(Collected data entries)
• • •

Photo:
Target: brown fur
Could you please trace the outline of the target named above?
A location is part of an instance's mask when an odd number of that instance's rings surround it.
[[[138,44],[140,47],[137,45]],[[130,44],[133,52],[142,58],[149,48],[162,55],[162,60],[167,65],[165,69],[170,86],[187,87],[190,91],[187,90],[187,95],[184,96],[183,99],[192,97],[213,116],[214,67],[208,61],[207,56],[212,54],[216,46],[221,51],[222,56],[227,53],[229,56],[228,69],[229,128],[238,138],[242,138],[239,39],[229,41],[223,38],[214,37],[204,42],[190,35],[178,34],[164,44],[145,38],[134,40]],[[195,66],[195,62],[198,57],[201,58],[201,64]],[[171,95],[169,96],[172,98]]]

• • •

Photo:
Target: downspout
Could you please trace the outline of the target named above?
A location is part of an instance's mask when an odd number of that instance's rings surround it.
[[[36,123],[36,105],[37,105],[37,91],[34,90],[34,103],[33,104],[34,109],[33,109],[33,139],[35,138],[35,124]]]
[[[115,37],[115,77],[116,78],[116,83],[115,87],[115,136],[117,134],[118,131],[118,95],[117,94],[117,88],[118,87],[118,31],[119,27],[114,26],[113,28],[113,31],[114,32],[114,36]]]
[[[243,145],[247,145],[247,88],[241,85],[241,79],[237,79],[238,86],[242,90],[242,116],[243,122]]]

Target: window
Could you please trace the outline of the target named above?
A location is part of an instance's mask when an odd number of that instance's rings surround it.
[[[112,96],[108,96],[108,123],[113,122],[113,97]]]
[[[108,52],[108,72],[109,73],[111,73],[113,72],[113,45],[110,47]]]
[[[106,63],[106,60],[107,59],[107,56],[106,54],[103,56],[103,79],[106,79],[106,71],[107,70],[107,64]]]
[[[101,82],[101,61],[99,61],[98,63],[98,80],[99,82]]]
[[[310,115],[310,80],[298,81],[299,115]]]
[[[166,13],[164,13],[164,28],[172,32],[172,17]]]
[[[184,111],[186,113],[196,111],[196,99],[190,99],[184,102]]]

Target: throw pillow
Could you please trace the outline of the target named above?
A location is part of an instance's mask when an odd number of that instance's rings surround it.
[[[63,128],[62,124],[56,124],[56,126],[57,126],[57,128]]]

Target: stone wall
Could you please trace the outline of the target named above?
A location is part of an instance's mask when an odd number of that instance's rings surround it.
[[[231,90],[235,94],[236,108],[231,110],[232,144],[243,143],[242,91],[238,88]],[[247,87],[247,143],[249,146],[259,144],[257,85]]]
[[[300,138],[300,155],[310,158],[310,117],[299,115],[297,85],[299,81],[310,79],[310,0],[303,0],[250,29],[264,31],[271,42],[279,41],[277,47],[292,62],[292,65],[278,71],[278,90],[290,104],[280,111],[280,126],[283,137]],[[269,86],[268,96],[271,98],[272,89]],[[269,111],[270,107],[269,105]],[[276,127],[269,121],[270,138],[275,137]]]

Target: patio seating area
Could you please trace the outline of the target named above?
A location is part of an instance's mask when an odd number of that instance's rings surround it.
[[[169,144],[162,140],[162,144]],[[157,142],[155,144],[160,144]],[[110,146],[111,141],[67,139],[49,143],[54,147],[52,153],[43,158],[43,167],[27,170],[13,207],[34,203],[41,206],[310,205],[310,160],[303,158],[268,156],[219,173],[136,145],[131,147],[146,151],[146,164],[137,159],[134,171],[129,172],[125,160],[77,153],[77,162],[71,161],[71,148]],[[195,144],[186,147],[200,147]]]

• • •

▶ SET TASK: Could you reproduce the lines starting at "Target: throw pillow" and ending at "[[[63,128],[62,124],[56,124],[56,126],[57,126],[57,128]]]", renaming "throw pillow" to "cushion" and leaving everything else as it is?

▶ WRITTEN ANSWER:
Target: cushion
Could you please trace the outline of the target named above?
A location is part of an instance's mask when an odd number of that instance's rings surround it.
[[[63,128],[62,124],[56,124],[56,126],[57,126],[57,128]]]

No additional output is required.